### GIVEN EXERCISE A
Using the thread about Intel's Xeon Phi, answer each question below on its own line.
(i) What codename is given for the next generation of Xeon Phi, and when is it due?
(ii) Who posted the story, and on what date?
(iii) According to Chas, how often did the original 1965 paper observe transistor counts doubling, and to what interval was this revised in 1975?

A Co-processor No More, Intel's Xeon Phi Will Be Its Own CPU As Well

← Back to Stories (view on slashdot.org)

A Co-processor No More, Intel's Xeon Phi Will Be Its Own CPU As Well

Posted by timothy on Tuesday November 26, 2013 @01:49AM from the career-advancement dept.

An anonymous reader writes "The Xeon Phi co-processor requires a Xeon CPU to operate... for now. The next generation of Xeon Phi, codenamed Knights Landing and due in 2015, will be its own CPU and accelerator. This will free up a lot of space in the server but more important, it eliminates the buses between CPU memory and co-processor memory, which will translate to much faster performance even before we get to chip improvements. ITworld has a look."

31 of 53 comments (clear)

Min score:

Reason:

Sort:

Yee-haw no more by vikingpower · 2013-11-26 01:51 · Score: 1

Moore's law is not coming back from the grave, or is it ?

--
Religous speak to God. Insane are spoken to by God. When all shut up, one can finally hear Shostakovich in peace
1. Re:Yee-haw no more by Joce640k · 2013-11-26 03:07 · Score: 1
  
  a) It's not a "law"
  b) It doesn't say that transistor counts will double every 18 months.
  
  --
  No sig today...
2. Re:Yee-haw no more by Chas · 2013-11-26 03:54 · Score: 1, Informative
  
  A) Stop being a pedantic dick.
  B) Correct. The original 1965 paper observed that transistor counts were tending to double every year (12 months), which he later revised to every 2 years (24 months) in 1975.

### INFORMATION PROVIDED
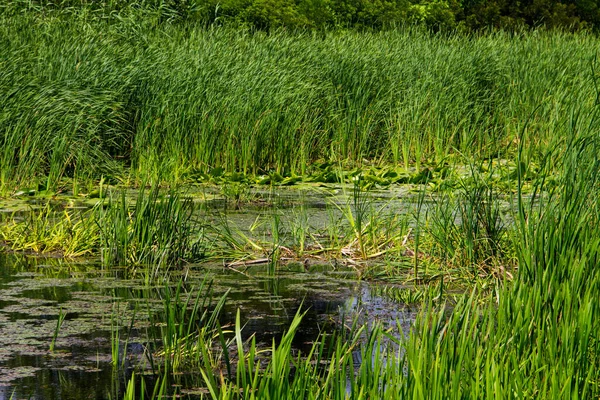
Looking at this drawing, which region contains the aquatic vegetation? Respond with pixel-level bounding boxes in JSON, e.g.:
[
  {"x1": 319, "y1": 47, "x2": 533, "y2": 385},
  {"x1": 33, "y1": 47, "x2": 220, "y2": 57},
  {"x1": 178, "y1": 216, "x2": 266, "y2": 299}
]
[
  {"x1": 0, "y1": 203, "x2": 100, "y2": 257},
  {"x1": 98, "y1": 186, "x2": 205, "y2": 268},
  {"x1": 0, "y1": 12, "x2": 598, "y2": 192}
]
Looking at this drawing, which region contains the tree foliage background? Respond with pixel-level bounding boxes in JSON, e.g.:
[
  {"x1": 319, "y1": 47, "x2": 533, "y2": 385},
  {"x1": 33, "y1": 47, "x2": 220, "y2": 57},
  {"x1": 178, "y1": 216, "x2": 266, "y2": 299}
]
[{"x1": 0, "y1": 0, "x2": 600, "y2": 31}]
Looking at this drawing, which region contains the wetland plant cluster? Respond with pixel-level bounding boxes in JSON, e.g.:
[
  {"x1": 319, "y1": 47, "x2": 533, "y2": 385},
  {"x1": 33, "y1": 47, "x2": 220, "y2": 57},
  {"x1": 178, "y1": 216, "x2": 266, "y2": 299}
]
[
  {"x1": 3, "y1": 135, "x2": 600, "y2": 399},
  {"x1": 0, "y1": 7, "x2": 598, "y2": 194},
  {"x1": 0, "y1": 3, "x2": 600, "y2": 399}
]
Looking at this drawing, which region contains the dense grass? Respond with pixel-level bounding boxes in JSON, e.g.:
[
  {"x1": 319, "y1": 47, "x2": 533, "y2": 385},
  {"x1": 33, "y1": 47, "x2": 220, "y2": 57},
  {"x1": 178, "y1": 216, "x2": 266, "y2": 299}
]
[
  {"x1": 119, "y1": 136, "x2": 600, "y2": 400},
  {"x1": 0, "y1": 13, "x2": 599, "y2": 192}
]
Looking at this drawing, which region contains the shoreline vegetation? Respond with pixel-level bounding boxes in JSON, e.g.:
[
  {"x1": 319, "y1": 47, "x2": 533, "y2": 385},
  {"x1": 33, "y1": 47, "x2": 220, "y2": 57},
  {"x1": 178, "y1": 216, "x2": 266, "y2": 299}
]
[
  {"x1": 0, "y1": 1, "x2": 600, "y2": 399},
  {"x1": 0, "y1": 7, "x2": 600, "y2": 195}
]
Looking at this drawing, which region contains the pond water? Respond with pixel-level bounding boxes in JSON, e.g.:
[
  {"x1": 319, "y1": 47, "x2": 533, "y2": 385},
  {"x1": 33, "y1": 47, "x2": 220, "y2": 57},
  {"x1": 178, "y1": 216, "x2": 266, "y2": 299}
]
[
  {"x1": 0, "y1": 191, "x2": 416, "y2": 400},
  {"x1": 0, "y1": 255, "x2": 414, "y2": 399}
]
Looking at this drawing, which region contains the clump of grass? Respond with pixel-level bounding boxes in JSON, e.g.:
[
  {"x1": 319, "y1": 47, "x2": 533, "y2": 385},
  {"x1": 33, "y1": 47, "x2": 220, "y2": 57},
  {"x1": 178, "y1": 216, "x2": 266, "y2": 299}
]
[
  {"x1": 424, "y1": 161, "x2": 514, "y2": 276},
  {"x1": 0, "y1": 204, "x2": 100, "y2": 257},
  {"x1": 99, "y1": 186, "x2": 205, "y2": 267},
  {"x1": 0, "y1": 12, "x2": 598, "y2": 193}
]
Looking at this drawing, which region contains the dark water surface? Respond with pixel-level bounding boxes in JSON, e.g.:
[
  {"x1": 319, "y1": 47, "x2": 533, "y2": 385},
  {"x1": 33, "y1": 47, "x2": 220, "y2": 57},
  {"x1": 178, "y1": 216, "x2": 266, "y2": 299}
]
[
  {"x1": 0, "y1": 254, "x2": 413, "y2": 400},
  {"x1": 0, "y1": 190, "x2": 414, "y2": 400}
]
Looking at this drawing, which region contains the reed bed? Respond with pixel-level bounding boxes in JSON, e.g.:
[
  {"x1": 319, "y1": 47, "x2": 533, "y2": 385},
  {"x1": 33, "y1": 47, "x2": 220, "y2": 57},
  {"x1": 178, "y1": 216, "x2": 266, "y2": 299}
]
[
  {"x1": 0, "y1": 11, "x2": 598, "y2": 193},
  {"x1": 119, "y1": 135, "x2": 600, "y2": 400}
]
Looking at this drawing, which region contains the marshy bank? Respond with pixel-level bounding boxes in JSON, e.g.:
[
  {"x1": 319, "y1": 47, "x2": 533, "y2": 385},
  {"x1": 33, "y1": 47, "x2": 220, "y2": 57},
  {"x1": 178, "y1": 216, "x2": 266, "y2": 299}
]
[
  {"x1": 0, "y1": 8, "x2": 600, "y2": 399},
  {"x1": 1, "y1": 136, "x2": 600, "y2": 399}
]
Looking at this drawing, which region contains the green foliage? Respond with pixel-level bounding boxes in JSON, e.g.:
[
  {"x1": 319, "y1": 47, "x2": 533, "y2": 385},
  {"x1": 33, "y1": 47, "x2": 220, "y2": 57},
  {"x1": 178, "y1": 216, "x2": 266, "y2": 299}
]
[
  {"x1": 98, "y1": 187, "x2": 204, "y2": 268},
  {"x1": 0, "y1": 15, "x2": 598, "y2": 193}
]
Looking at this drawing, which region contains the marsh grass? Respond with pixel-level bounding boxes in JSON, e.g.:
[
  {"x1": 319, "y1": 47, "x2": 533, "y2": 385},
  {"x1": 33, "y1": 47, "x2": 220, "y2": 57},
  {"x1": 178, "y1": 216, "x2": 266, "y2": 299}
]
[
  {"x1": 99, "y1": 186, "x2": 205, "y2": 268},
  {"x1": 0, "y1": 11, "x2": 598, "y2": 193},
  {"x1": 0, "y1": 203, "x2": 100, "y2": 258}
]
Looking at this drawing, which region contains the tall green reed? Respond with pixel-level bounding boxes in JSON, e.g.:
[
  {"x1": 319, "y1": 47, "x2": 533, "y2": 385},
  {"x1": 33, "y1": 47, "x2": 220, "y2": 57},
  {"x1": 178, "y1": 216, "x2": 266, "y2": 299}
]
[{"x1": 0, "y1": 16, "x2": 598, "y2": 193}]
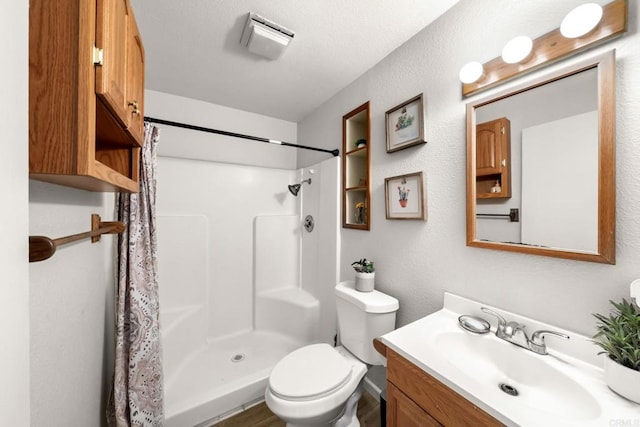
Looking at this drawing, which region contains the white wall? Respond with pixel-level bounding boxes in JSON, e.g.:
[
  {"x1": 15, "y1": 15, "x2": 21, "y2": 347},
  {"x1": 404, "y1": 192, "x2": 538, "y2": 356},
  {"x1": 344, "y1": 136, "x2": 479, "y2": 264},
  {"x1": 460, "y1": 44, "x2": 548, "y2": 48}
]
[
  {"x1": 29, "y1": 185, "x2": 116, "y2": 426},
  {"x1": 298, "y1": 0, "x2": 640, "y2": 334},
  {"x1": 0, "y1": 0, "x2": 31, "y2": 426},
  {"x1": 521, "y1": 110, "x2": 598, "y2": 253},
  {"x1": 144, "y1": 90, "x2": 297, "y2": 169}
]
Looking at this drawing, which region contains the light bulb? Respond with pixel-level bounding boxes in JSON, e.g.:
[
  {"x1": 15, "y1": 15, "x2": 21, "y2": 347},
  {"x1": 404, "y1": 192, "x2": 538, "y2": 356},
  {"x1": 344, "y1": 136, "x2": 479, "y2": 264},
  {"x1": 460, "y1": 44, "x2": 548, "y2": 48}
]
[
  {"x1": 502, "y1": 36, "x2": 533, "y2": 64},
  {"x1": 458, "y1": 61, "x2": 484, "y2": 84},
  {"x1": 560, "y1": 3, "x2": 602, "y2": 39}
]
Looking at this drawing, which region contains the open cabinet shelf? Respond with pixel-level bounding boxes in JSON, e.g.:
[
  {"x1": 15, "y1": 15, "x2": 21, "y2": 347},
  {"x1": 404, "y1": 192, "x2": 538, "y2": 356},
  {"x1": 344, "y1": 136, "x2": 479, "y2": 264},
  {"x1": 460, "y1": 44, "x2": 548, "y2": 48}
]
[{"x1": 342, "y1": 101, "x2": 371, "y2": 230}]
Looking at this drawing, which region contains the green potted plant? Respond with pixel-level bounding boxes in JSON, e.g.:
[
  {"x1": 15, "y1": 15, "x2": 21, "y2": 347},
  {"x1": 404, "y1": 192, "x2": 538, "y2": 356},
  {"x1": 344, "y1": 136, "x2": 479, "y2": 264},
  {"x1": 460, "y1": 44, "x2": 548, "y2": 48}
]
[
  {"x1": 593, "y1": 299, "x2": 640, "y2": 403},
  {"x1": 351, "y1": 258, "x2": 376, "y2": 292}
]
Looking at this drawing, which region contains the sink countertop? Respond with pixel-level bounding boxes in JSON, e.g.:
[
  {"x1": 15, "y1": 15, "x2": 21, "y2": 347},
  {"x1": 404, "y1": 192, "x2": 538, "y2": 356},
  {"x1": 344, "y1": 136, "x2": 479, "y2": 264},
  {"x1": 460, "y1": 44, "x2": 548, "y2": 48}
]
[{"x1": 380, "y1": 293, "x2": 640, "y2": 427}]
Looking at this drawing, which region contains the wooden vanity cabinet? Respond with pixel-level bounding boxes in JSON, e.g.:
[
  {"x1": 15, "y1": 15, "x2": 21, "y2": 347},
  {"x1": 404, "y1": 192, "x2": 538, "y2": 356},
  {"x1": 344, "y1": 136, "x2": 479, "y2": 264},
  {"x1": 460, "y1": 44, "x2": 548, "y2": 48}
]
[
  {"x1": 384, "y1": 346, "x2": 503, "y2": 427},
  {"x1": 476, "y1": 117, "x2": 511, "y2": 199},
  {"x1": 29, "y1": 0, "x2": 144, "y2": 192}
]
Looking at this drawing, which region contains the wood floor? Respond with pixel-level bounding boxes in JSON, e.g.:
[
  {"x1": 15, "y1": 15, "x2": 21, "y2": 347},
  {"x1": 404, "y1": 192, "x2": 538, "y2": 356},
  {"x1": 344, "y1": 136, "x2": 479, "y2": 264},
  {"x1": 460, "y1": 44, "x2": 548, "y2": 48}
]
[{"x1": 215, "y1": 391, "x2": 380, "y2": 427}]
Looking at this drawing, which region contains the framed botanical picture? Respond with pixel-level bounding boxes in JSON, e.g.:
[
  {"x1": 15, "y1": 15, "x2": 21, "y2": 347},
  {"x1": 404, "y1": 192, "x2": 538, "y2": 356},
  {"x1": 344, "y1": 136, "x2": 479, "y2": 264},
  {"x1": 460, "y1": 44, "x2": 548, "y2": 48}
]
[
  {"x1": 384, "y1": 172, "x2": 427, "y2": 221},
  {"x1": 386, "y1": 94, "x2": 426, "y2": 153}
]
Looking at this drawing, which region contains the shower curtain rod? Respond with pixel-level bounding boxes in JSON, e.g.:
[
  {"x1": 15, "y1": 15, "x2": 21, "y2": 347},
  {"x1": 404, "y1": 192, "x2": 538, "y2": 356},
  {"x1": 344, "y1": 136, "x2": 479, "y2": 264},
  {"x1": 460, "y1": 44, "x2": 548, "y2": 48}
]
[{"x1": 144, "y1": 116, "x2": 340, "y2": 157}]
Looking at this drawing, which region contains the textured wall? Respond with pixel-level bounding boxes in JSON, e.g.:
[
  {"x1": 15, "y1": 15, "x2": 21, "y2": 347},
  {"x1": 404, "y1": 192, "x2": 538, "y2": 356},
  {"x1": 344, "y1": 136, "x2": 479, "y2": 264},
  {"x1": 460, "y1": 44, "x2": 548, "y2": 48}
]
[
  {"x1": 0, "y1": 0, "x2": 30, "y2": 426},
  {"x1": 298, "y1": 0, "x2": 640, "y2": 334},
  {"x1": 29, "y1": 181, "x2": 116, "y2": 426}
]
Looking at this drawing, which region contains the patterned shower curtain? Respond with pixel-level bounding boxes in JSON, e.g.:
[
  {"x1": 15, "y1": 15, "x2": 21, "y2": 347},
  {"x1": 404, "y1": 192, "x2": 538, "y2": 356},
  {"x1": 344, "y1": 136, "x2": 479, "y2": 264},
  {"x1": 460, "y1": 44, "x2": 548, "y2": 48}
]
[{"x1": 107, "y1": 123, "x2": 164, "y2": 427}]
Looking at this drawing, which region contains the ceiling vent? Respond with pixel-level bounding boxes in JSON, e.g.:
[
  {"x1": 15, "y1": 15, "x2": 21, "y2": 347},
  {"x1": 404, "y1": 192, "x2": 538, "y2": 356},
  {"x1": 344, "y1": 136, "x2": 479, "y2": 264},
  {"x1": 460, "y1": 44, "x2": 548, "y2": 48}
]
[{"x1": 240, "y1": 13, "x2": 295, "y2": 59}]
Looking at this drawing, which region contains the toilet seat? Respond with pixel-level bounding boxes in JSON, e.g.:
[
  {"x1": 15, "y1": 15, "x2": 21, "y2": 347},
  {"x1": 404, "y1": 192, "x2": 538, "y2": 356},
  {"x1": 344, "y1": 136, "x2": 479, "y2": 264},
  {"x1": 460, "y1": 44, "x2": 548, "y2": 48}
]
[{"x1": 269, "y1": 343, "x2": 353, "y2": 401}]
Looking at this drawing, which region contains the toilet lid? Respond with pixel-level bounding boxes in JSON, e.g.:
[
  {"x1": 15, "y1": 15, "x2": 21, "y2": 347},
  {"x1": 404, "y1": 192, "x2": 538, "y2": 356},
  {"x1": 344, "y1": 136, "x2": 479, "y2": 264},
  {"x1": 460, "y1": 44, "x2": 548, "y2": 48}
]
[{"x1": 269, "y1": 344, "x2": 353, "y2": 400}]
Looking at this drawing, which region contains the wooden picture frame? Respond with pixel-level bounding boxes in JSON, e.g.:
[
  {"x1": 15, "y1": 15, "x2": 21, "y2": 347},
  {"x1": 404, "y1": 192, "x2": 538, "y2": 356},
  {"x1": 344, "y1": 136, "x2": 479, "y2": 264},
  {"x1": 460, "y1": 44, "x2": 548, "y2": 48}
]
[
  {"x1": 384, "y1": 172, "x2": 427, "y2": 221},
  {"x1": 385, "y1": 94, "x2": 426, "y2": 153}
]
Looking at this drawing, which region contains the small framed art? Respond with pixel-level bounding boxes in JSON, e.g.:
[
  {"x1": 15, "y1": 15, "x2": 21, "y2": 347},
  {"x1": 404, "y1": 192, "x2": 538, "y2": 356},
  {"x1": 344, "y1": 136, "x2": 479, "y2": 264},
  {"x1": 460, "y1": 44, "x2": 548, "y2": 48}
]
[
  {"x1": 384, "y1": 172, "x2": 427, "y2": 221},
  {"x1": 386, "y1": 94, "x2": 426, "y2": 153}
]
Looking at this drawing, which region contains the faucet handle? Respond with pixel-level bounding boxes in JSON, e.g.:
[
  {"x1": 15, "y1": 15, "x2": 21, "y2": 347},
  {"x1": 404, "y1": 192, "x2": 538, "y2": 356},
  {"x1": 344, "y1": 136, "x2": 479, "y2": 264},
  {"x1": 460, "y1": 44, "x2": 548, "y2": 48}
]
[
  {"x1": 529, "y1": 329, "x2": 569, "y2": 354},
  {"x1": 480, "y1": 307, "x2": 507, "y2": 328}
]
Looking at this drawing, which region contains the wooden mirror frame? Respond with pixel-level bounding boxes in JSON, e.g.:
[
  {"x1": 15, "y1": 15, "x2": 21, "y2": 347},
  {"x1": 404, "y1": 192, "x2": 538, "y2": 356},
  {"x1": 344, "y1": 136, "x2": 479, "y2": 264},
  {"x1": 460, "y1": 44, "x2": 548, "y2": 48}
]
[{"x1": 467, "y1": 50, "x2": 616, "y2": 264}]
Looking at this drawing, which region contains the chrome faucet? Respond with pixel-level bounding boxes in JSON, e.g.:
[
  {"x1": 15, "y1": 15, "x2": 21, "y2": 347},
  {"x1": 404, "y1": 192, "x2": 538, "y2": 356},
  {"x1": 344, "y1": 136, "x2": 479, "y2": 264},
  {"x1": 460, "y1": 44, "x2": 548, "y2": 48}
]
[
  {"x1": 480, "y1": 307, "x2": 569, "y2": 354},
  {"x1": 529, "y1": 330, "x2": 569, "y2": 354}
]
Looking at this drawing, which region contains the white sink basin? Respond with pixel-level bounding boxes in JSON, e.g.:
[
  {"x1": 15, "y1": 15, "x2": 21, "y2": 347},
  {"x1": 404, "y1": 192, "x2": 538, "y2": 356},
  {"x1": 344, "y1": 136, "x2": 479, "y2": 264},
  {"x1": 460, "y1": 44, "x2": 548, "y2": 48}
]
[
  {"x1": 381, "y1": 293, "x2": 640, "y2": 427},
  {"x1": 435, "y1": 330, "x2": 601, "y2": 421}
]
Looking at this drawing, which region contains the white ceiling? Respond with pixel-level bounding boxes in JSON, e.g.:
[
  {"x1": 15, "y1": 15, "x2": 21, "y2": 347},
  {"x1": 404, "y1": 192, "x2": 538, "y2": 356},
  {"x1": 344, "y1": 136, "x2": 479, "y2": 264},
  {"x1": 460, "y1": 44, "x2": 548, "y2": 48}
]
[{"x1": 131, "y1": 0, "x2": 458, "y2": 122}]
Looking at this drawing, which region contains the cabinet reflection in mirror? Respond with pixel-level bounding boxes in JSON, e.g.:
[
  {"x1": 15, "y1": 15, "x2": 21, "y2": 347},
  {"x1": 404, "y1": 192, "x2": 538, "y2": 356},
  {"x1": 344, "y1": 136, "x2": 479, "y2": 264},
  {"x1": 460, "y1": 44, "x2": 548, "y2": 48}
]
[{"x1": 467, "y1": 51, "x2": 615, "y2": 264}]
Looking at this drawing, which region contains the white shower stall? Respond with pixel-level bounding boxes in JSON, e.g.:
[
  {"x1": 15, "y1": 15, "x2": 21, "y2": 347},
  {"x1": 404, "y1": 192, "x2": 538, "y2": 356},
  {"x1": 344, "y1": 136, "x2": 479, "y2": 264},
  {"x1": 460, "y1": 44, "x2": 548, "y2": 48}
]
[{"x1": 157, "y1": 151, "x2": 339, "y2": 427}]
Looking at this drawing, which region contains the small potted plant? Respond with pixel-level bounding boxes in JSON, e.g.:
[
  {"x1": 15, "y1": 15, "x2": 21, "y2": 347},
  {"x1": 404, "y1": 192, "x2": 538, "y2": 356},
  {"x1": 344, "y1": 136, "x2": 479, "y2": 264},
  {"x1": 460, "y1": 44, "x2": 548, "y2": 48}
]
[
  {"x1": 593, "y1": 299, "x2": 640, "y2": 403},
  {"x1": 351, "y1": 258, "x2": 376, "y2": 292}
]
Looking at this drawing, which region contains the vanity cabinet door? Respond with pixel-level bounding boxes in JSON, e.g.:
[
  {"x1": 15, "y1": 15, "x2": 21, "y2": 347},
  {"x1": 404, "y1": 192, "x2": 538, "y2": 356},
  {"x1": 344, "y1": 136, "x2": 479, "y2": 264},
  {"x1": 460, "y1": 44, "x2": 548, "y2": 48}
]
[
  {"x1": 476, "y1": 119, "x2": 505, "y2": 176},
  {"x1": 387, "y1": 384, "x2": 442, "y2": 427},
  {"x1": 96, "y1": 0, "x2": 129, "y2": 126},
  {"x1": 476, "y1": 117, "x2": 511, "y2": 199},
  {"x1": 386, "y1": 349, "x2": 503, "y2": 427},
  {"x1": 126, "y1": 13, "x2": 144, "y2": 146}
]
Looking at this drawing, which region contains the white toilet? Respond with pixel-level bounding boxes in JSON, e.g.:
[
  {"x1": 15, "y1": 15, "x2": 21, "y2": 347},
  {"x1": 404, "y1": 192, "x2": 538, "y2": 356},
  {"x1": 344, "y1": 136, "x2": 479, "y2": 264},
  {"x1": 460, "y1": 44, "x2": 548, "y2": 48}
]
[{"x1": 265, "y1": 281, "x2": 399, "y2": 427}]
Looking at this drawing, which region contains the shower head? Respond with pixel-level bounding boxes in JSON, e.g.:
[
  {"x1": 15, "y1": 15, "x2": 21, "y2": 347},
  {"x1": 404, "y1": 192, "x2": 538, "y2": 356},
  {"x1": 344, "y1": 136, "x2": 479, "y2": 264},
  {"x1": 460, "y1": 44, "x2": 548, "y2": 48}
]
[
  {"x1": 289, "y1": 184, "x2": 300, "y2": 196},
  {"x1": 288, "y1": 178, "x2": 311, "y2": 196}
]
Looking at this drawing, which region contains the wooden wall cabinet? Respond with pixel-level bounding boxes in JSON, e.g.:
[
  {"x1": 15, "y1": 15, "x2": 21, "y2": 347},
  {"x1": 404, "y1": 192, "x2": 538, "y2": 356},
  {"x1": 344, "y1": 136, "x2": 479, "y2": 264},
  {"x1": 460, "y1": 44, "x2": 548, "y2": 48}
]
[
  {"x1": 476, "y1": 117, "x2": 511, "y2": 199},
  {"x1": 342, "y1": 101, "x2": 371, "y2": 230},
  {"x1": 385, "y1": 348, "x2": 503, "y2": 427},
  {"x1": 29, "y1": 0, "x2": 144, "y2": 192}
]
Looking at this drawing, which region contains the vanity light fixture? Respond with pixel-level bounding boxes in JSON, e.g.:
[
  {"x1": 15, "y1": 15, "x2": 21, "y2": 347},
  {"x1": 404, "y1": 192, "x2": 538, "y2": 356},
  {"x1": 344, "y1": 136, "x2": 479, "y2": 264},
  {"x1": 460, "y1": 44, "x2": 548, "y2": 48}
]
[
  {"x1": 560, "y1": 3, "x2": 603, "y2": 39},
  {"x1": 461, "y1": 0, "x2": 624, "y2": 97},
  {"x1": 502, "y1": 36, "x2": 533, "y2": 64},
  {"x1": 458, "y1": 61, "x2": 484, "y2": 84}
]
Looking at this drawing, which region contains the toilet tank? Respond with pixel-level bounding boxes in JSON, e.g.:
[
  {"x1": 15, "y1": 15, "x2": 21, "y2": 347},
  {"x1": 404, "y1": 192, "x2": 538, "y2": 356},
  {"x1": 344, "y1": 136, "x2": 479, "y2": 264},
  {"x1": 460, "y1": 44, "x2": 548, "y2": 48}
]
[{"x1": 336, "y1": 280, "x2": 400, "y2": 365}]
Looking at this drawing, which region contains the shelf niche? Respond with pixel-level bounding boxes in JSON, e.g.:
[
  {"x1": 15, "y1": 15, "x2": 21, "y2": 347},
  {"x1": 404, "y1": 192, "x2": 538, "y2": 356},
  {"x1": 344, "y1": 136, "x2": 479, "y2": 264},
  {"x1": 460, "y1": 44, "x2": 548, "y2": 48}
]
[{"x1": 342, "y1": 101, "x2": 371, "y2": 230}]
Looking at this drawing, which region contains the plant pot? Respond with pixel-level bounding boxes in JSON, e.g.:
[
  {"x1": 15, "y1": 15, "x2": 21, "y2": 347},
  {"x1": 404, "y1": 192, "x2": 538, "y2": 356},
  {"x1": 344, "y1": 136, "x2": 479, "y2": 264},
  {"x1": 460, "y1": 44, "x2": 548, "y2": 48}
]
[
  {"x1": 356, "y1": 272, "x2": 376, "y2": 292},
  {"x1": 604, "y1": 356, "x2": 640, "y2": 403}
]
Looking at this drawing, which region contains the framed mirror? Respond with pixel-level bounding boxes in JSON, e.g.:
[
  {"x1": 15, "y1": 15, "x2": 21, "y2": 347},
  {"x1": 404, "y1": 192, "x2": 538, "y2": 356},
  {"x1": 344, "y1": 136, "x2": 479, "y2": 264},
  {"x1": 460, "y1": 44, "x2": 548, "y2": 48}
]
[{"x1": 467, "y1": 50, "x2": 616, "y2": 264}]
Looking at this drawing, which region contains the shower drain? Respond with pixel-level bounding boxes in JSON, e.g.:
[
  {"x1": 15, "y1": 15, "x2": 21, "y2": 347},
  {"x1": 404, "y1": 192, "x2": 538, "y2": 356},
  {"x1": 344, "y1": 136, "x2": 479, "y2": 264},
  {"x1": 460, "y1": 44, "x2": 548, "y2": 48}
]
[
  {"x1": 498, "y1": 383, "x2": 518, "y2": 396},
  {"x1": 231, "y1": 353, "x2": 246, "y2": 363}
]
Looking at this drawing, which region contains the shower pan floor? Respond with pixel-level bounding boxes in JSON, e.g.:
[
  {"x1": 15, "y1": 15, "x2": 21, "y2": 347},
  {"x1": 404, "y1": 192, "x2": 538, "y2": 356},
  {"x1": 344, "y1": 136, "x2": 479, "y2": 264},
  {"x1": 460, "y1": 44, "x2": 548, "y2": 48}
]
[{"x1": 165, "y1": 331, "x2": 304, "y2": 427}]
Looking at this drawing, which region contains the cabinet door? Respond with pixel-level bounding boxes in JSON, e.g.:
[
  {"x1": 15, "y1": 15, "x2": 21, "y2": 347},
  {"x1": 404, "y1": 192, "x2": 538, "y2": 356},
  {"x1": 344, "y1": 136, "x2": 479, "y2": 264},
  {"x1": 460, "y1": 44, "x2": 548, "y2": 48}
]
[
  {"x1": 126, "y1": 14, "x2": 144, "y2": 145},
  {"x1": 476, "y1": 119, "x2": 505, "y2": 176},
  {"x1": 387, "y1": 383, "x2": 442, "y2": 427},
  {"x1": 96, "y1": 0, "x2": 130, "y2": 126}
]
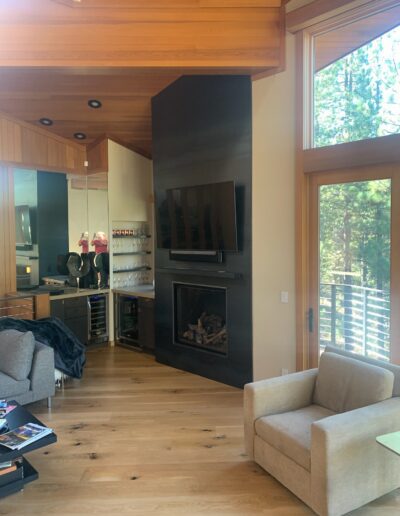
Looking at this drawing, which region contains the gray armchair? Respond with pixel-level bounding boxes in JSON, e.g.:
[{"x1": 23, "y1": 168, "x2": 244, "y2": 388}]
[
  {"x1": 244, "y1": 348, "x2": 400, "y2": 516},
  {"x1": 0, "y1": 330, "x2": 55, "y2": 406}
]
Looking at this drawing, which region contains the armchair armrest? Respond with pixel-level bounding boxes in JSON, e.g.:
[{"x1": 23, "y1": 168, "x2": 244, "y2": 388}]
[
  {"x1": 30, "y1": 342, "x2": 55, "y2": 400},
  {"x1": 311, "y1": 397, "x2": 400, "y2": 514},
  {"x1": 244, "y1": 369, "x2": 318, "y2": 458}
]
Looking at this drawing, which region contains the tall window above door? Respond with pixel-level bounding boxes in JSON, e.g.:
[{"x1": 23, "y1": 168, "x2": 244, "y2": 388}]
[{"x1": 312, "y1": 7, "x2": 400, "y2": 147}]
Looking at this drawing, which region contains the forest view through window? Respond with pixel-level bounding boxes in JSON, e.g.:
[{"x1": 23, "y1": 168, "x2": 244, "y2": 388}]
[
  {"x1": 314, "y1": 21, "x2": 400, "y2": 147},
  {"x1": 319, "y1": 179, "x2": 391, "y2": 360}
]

### GIVEN EXERCISE B
Collect every line of the entries above that contains the string "reed".

### TASK OUTPUT A
(i) Knights Landing, due in 2015.
(ii) timothy, on Tuesday, November 26, 2013.
(iii) Every year (12 months), revised to every 2 years (24 months).

### TASK OUTPUT B
Looking at this drawing, which region contains the reed bed? Respond with pixel-level bounding boxes in JSON, e.g.:
Looking at this drawing, which region contains the tall green reed? Respond with pixel-level bounding boxes in JSON, e.g.:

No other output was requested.